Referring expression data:
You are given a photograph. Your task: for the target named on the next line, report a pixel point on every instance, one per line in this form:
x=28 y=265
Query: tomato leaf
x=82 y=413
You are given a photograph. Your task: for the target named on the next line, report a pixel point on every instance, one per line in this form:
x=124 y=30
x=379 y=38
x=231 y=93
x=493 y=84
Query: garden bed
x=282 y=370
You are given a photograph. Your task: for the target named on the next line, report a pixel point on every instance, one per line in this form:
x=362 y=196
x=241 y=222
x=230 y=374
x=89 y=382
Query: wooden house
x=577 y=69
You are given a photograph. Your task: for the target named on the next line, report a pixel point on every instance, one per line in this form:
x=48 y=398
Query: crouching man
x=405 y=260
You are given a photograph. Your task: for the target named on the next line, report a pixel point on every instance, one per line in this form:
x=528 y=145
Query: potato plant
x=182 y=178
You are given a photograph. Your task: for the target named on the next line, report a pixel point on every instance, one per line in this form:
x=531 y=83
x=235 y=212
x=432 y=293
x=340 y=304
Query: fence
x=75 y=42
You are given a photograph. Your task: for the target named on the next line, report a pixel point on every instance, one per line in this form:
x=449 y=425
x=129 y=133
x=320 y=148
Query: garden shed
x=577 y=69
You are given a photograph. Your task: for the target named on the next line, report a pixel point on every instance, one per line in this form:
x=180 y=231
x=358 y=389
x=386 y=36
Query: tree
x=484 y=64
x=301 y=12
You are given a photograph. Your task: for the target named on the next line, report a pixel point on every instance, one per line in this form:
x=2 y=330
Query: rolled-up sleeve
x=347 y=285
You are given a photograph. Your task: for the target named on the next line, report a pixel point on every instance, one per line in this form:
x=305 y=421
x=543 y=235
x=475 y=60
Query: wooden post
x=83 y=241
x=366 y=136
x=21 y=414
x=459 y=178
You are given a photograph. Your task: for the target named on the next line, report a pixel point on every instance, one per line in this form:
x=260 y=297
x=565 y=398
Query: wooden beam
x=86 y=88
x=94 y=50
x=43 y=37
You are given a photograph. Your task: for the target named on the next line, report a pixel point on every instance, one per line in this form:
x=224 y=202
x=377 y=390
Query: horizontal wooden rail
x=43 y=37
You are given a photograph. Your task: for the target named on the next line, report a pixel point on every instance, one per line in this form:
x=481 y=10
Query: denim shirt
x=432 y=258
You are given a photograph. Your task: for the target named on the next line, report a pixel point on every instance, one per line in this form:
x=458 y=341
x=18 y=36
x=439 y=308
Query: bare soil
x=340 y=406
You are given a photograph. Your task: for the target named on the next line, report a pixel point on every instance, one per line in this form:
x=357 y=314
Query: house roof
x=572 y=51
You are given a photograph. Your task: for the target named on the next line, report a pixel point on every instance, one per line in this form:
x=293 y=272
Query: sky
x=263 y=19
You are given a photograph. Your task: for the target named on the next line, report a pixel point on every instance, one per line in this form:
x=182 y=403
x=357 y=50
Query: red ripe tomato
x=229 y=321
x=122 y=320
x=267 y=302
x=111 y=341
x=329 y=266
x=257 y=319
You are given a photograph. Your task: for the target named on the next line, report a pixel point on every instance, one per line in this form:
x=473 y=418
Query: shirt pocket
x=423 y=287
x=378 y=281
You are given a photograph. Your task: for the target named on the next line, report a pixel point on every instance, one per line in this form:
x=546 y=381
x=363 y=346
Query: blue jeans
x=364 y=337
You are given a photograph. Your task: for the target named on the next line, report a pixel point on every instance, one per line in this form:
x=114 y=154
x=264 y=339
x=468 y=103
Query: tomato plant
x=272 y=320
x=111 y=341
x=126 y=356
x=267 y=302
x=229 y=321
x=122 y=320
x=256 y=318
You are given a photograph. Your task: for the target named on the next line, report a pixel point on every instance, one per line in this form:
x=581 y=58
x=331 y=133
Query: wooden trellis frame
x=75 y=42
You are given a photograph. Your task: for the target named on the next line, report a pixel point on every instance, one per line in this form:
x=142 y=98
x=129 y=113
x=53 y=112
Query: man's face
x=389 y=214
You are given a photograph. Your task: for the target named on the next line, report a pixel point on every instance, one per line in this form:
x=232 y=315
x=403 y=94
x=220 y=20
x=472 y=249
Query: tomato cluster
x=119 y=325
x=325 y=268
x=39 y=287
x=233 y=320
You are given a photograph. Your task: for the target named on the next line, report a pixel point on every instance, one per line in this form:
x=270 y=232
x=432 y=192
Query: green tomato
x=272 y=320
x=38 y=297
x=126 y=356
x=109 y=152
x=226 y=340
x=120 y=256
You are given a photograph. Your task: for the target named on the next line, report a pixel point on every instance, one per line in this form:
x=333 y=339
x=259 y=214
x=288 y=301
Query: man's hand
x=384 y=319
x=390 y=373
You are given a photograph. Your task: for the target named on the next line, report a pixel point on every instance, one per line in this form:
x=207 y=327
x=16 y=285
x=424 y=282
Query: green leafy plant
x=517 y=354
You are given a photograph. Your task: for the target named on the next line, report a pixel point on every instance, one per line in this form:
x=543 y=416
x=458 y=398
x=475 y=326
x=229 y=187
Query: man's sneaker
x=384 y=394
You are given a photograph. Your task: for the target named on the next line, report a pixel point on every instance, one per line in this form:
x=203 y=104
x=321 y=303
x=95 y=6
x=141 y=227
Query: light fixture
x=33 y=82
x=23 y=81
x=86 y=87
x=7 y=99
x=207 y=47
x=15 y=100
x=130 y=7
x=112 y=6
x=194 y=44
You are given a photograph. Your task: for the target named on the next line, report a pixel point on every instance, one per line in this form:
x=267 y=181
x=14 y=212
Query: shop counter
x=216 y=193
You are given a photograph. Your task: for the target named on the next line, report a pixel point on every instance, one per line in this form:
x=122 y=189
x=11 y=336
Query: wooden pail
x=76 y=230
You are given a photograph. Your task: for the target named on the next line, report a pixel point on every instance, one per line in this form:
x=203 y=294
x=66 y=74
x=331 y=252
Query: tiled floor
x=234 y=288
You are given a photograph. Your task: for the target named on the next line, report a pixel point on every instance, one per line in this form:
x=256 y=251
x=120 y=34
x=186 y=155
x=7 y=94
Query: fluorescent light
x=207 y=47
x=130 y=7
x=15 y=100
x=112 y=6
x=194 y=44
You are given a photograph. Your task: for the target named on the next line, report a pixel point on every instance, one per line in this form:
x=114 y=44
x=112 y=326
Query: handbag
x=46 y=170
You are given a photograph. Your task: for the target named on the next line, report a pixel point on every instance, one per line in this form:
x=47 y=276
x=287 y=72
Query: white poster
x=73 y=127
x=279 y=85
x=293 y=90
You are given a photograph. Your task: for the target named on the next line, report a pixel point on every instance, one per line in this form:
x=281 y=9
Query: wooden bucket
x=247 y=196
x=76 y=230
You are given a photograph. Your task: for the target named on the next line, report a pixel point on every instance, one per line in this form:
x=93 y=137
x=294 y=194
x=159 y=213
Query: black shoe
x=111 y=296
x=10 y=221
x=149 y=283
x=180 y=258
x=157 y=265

About this task:
Every record must be retyped so that it matches the original exactly.

Answer to this problem:
You are given a photograph. Your task: for the target named on the next line, report a pixel point on every instance, one per line in this form:
x=28 y=265
Query: tomato leaf
x=82 y=413
You are given a photograph. Your task: for the target named on the next line, report a pixel point on every instance, one per line in this form:
x=124 y=30
x=379 y=38
x=231 y=93
x=493 y=84
Query: garden bed
x=282 y=370
You are given a photograph. Your task: for the target named on the next line, report a pixel point on every instance, one per line in this form:
x=362 y=196
x=241 y=222
x=230 y=374
x=89 y=382
Query: wooden house
x=577 y=69
You are given a photograph. Your task: for the target named on the next line, report a pixel point on every instance, one per line in this form:
x=48 y=398
Query: crouching man
x=405 y=260
You are given a photograph. Your task: for the target named on the next line, report a pixel point on every instance, one per line in this form:
x=528 y=145
Query: potato plant
x=182 y=178
You are given a photograph. Your task: for the target named on the next line, report a pixel point on every instance, one per line in this form:
x=531 y=83
x=235 y=212
x=432 y=293
x=340 y=304
Query: fence
x=75 y=42
You are given a photograph. Your task: for the target named on the next line, report a pixel point on every instance, one per line in this form:
x=449 y=425
x=129 y=133
x=320 y=148
Query: garden shed
x=577 y=69
You are given a photograph. Your task: for the target named on the next line, report a pixel point on every instance, one per line in this form:
x=180 y=231
x=358 y=389
x=386 y=36
Query: tree
x=484 y=64
x=301 y=12
You are given a photograph. Your task: for the target named on the next line, report a pixel point on every instance, one per line in this form:
x=2 y=330
Query: rolled-up sleeve
x=347 y=285
You are given a photograph. Your task: for the target named on the next line, report a pixel point on every instance, one per line in this form:
x=305 y=421
x=543 y=235
x=475 y=60
Query: wooden post
x=83 y=241
x=366 y=136
x=21 y=414
x=459 y=178
You are given a photograph. Your task: for the target named on the next line, report a pixel point on every instance, one per line in this form:
x=260 y=297
x=565 y=398
Query: wooden beam
x=86 y=88
x=94 y=50
x=43 y=37
You are given a photograph. Your task: for the target named on the next line, report a pixel point on every instance, one per line in this form:
x=224 y=202
x=377 y=390
Query: horizontal wooden rail
x=43 y=37
You are given a photograph. Your task: for the target named on the next line, report a pixel point on every instance, one per line in this form:
x=481 y=10
Query: denim shirt
x=432 y=258
You are given a photograph. Your task: for the target named on the next line, report a pixel point on every instance, one per line in this form:
x=458 y=341
x=18 y=36
x=439 y=308
Query: bare soil
x=340 y=406
You are given a photograph. Your task: for the target named on the next line, report a pixel point on every instance, one per line in this form:
x=357 y=314
Query: house roof
x=572 y=51
You are given a photograph. Your task: for the target named on the next line, report a pixel point on every instance, one per line in this form:
x=293 y=272
Query: sky
x=263 y=19
You are given a photograph. Your task: for the target named on the next line, report a pixel point on every instance, one per line in this form:
x=182 y=403
x=357 y=50
Query: red ripe tomato
x=229 y=321
x=122 y=320
x=267 y=302
x=111 y=341
x=329 y=266
x=257 y=319
You are given a photograph. Your task: for the target named on the next line, report a pixel point on every instance, one per line in this form:
x=473 y=418
Query: shirt pocket
x=423 y=287
x=378 y=281
You are given a photograph. Your task: for the target named on the next line, report a pixel point on every instance, one per line in this form:
x=546 y=381
x=363 y=346
Query: blue jeans
x=364 y=337
You are given a photograph. Your task: for the target named on the next line, report a pixel point on every instance, one per line in this form:
x=114 y=154
x=264 y=339
x=468 y=103
Query: tomato plant
x=272 y=320
x=111 y=341
x=126 y=356
x=267 y=302
x=229 y=321
x=122 y=320
x=256 y=318
You are given a photograph. Your task: for the target named on the next line, report a pixel point on every instance, one per line in this form:
x=581 y=58
x=331 y=133
Query: wooden trellis frame
x=75 y=42
You are given a photograph. Your task: for the target named on the next line, report a pixel point on every instance, one per line in this form:
x=142 y=98
x=129 y=113
x=53 y=112
Query: man's face
x=389 y=214
You are given a photograph. Your task: for the target named on the next line, report a pixel point on every instance, one per line in this form:
x=232 y=315
x=403 y=94
x=220 y=20
x=472 y=249
Query: tomato cluster
x=119 y=325
x=325 y=268
x=39 y=287
x=233 y=320
You are given a photograph. Your task: for the target named on the next line, report a pixel point on every instance, one per line in this form:
x=270 y=232
x=432 y=192
Query: green tomato
x=272 y=320
x=38 y=297
x=126 y=356
x=109 y=152
x=226 y=340
x=120 y=256
You are given a photograph. Your task: for the target named on the next line, report a pixel point on every instance, one per line in this form:
x=333 y=339
x=259 y=214
x=288 y=301
Query: man's hand
x=384 y=319
x=390 y=373
You are given a photograph. Your task: for the target named on the next line, report a pixel point on every instance, one per line in this form:
x=207 y=327
x=16 y=285
x=424 y=282
Query: green leafy plant
x=517 y=354
You are given a photograph. Your task: for the target named on the next line, report a pixel point on every instance, one per line in this form:
x=543 y=416
x=458 y=398
x=475 y=326
x=229 y=187
Query: man's sneaker
x=384 y=394
You are given a photograph. Your task: for the target named on the next line, report a pixel point on every instance, one per line in this form:
x=203 y=104
x=321 y=303
x=95 y=6
x=141 y=227
Query: light fixture
x=33 y=82
x=23 y=81
x=86 y=87
x=7 y=99
x=207 y=47
x=15 y=100
x=130 y=7
x=112 y=6
x=194 y=44
You are given a photograph. Your task: for the target named on the next line, report a pixel point on every instance, one per line in this form:
x=267 y=181
x=14 y=212
Query: shop counter
x=216 y=193
You are given a photograph. Your task: for the target named on the next line, report a pixel point on every instance, one per line in this form:
x=122 y=189
x=11 y=336
Query: wooden pail
x=76 y=230
You are given a photograph. Your task: for the target named on the next line, report a pixel point on every instance, one per line in this form:
x=203 y=294
x=66 y=74
x=331 y=252
Query: tiled floor
x=234 y=288
You are given a photograph. Your task: for the target named on the next line, report a pixel point on every instance, one per line in this form:
x=256 y=251
x=120 y=34
x=186 y=155
x=7 y=94
Query: fluorescent light
x=207 y=47
x=130 y=7
x=15 y=100
x=112 y=6
x=194 y=44
You are given a photograph. Your task: for the target named on the next line, report a pixel point on every instance, one per line in this form:
x=114 y=44
x=112 y=326
Query: handbag
x=46 y=170
You are given a photograph. Your task: for the target named on the next line, report a pixel point on every instance, one per line in this form:
x=47 y=276
x=287 y=72
Query: white poster
x=73 y=127
x=279 y=85
x=293 y=90
You are given a photograph. Your task: for the target named on the next line, report a pixel point on every instance, one per line in this form:
x=281 y=9
Query: wooden bucket
x=247 y=196
x=76 y=230
You are given a photograph. Your task: for the target named on the next line, report a pixel point on every instance, one per line in this form:
x=93 y=137
x=294 y=194
x=159 y=213
Query: black shoe
x=111 y=296
x=10 y=221
x=149 y=283
x=180 y=258
x=157 y=265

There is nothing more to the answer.